Below are entries; output exactly the lines from the one with "Target: shadow on ground" to the one with "the dog's hind", both included, and nothing else.

** Input data follows **

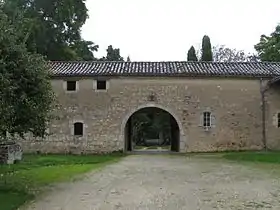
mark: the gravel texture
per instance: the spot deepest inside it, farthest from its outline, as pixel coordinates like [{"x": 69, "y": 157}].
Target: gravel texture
[{"x": 167, "y": 182}]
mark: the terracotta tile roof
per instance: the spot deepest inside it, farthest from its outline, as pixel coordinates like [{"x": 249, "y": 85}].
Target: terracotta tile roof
[{"x": 253, "y": 69}]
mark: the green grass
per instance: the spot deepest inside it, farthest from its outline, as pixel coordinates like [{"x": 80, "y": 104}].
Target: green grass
[
  {"x": 261, "y": 157},
  {"x": 20, "y": 182}
]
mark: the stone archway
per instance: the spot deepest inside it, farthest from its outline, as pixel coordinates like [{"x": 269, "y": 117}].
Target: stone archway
[{"x": 181, "y": 135}]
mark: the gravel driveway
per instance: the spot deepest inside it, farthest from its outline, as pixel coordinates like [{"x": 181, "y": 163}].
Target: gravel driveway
[{"x": 167, "y": 182}]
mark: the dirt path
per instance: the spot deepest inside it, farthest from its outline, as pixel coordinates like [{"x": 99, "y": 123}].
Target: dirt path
[{"x": 168, "y": 182}]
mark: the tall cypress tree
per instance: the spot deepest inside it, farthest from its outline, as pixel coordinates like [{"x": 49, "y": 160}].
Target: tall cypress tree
[
  {"x": 192, "y": 55},
  {"x": 206, "y": 49}
]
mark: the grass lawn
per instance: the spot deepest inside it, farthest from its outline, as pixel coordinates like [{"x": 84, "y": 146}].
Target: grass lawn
[
  {"x": 261, "y": 157},
  {"x": 19, "y": 183}
]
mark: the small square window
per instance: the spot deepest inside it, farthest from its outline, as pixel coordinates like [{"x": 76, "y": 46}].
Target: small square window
[
  {"x": 78, "y": 129},
  {"x": 207, "y": 119},
  {"x": 101, "y": 85},
  {"x": 278, "y": 120},
  {"x": 71, "y": 85}
]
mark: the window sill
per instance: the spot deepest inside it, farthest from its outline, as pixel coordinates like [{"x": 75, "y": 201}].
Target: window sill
[
  {"x": 101, "y": 90},
  {"x": 71, "y": 91}
]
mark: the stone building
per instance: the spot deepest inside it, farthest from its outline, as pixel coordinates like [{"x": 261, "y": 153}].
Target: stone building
[{"x": 216, "y": 106}]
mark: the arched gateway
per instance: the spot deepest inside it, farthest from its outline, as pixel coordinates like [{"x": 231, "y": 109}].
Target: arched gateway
[{"x": 178, "y": 138}]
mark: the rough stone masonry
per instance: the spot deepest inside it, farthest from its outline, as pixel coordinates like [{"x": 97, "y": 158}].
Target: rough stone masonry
[{"x": 96, "y": 100}]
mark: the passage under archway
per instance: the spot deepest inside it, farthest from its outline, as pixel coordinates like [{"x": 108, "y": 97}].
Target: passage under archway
[{"x": 152, "y": 129}]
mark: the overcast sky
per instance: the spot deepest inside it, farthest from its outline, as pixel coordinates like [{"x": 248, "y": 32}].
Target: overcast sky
[{"x": 164, "y": 30}]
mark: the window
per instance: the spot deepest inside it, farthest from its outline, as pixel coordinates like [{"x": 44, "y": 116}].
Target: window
[
  {"x": 71, "y": 85},
  {"x": 278, "y": 120},
  {"x": 206, "y": 119},
  {"x": 78, "y": 129},
  {"x": 101, "y": 85}
]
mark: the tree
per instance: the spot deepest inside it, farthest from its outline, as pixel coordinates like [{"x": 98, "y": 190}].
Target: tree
[
  {"x": 269, "y": 46},
  {"x": 26, "y": 97},
  {"x": 112, "y": 54},
  {"x": 52, "y": 27},
  {"x": 192, "y": 54},
  {"x": 224, "y": 54},
  {"x": 206, "y": 49}
]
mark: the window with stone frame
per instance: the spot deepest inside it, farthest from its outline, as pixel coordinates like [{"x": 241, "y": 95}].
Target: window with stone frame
[
  {"x": 101, "y": 85},
  {"x": 206, "y": 119},
  {"x": 278, "y": 120},
  {"x": 71, "y": 85},
  {"x": 78, "y": 129}
]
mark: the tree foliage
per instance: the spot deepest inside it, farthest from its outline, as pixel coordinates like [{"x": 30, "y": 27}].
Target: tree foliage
[
  {"x": 269, "y": 46},
  {"x": 192, "y": 54},
  {"x": 206, "y": 49},
  {"x": 113, "y": 54},
  {"x": 53, "y": 27},
  {"x": 25, "y": 91},
  {"x": 225, "y": 54}
]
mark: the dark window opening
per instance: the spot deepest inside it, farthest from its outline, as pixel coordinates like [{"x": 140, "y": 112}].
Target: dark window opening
[
  {"x": 78, "y": 129},
  {"x": 101, "y": 84},
  {"x": 278, "y": 120},
  {"x": 206, "y": 119},
  {"x": 71, "y": 85}
]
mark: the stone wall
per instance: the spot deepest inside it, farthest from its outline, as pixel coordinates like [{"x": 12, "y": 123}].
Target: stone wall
[{"x": 234, "y": 103}]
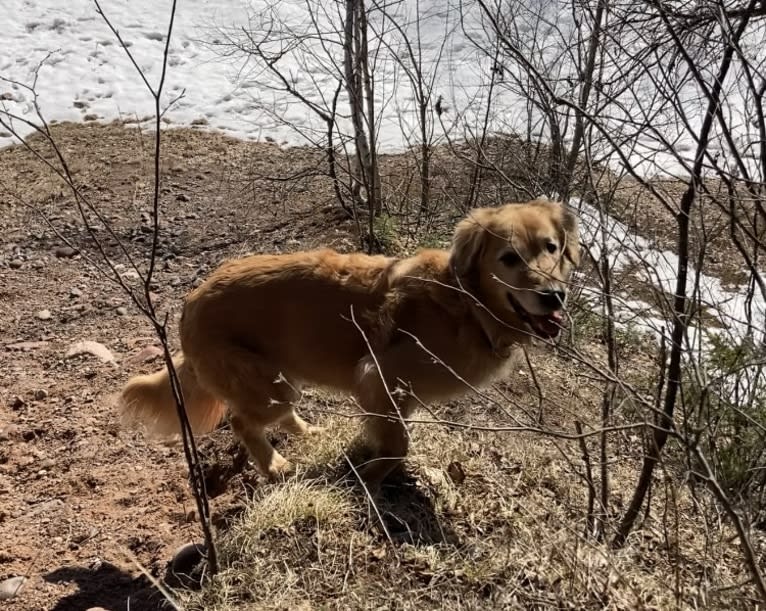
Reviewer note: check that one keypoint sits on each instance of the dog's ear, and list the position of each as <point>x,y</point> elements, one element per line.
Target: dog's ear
<point>467,242</point>
<point>571,235</point>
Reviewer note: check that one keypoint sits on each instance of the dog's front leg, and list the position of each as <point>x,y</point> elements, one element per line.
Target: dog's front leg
<point>388,439</point>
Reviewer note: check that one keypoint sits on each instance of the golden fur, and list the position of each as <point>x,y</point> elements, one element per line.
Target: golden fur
<point>391,331</point>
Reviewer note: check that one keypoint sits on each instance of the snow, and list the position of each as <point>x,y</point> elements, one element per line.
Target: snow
<point>83,72</point>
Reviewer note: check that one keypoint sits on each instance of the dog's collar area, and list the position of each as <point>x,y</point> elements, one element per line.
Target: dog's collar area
<point>546,326</point>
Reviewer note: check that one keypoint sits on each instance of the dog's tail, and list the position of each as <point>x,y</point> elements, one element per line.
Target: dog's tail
<point>148,400</point>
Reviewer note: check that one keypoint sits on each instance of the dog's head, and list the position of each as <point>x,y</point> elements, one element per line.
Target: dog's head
<point>517,259</point>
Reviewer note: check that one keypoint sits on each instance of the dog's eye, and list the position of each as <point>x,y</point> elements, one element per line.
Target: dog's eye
<point>510,258</point>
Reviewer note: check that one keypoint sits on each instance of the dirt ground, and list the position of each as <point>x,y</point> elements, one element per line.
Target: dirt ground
<point>82,500</point>
<point>91,512</point>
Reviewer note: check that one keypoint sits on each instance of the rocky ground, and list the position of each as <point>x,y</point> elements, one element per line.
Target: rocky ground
<point>84,502</point>
<point>91,512</point>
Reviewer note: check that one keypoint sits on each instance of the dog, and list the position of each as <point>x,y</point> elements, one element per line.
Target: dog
<point>394,332</point>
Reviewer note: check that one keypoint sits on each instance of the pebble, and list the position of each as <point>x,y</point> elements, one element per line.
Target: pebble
<point>185,565</point>
<point>11,587</point>
<point>65,252</point>
<point>26,346</point>
<point>101,352</point>
<point>146,355</point>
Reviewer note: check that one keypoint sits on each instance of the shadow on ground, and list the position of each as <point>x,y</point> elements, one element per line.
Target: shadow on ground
<point>106,586</point>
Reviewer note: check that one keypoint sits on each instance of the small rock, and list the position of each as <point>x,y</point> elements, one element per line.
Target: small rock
<point>11,587</point>
<point>186,567</point>
<point>25,346</point>
<point>65,252</point>
<point>146,355</point>
<point>16,402</point>
<point>101,352</point>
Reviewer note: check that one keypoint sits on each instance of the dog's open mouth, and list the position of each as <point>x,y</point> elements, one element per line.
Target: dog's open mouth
<point>545,326</point>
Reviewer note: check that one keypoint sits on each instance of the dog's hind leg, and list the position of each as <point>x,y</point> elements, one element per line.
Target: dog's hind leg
<point>386,405</point>
<point>258,396</point>
<point>293,423</point>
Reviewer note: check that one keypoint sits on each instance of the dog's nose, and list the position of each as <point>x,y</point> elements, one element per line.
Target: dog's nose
<point>553,298</point>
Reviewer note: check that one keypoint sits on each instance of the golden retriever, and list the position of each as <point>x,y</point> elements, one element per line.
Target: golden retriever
<point>391,331</point>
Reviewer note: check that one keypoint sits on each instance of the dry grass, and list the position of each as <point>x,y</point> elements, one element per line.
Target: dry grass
<point>509,535</point>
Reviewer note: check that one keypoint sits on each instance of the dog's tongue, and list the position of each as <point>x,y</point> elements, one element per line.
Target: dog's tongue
<point>549,325</point>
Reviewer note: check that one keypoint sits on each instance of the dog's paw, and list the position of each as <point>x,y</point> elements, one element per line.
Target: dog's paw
<point>278,468</point>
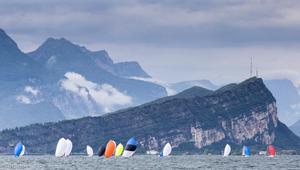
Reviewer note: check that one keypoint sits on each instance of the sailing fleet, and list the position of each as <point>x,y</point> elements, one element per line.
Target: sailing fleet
<point>64,148</point>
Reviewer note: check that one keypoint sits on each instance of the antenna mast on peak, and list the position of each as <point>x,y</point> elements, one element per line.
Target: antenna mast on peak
<point>251,66</point>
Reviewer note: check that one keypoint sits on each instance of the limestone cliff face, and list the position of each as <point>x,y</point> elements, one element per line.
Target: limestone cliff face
<point>240,129</point>
<point>239,114</point>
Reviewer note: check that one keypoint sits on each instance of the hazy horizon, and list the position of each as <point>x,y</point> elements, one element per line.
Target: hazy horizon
<point>172,40</point>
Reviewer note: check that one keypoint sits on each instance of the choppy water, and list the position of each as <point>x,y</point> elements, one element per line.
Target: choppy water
<point>150,162</point>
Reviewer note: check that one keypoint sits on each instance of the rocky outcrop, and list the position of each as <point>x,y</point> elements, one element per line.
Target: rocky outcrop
<point>239,114</point>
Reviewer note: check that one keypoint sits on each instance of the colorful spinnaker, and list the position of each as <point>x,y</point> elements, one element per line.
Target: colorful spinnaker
<point>130,148</point>
<point>18,149</point>
<point>166,150</point>
<point>89,151</point>
<point>110,149</point>
<point>69,147</point>
<point>60,147</point>
<point>247,151</point>
<point>23,151</point>
<point>271,151</point>
<point>243,151</point>
<point>227,150</point>
<point>101,150</point>
<point>119,150</point>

** End of Input data **

:: Result for this exercise ::
Target: shadow on ground
<point>106,586</point>
Reviewer note: check that one keypoint sits on each instance of the small rock, and list the position of each as <point>x,y</point> elements, one element per line.
Target: small rock
<point>11,587</point>
<point>186,567</point>
<point>25,346</point>
<point>65,252</point>
<point>146,355</point>
<point>16,402</point>
<point>101,352</point>
Reviewer note: check that one keypoint sits on each instance of the dog's open mouth, and list the position of each as <point>x,y</point> elements, one element per line.
Target: dog's open mouth
<point>545,326</point>
Reviewer note: check that one keypoint sits on each instance of the dog's hind leg, and list the position of each as <point>x,y</point> elements, one element per line.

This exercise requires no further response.